◆ Brief:
The entries are to be reproduced word for word, with all images left out.

Data shown Start Marker

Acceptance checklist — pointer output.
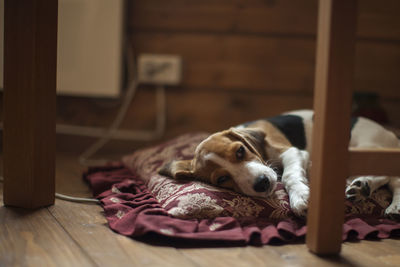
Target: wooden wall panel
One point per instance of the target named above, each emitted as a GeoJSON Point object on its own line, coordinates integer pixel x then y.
{"type": "Point", "coordinates": [236, 61]}
{"type": "Point", "coordinates": [377, 19]}
{"type": "Point", "coordinates": [268, 63]}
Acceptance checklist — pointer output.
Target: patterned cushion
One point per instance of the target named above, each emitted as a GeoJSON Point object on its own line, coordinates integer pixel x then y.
{"type": "Point", "coordinates": [194, 199]}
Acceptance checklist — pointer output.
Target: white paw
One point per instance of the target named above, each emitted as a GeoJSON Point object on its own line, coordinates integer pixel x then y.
{"type": "Point", "coordinates": [299, 200]}
{"type": "Point", "coordinates": [393, 211]}
{"type": "Point", "coordinates": [359, 189]}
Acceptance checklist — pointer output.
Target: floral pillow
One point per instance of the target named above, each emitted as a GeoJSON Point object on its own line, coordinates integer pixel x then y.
{"type": "Point", "coordinates": [195, 199]}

Data shown End Marker

◆ Response box:
Acceptance checklist — pointer output.
Target: wooden wall panel
One point per instance of the target named above, each emitted as a GeoJSON Point object on its own line, coordinates integer pixel x then y.
{"type": "Point", "coordinates": [236, 61]}
{"type": "Point", "coordinates": [377, 19]}
{"type": "Point", "coordinates": [268, 63]}
Acceptance checklist — pointer output.
Target: patterned cushion
One point per instance of the target named above, each emitted as a GeoJSON Point object on its own line, coordinates integer pixel x then y.
{"type": "Point", "coordinates": [194, 199]}
Acceptance checklist — pointer output.
Target: white paw
One point per instance of the target named above, each emitted as a GeoJSON Point object on its own line, coordinates integer pixel x then y.
{"type": "Point", "coordinates": [299, 200]}
{"type": "Point", "coordinates": [393, 211]}
{"type": "Point", "coordinates": [359, 189]}
Acceptance checklist — pointer output.
Target: floral pillow
One point per instance of the target named above, each emitted as a GeoJSON Point object on its own line, coordinates integer pixel x then y.
{"type": "Point", "coordinates": [195, 199]}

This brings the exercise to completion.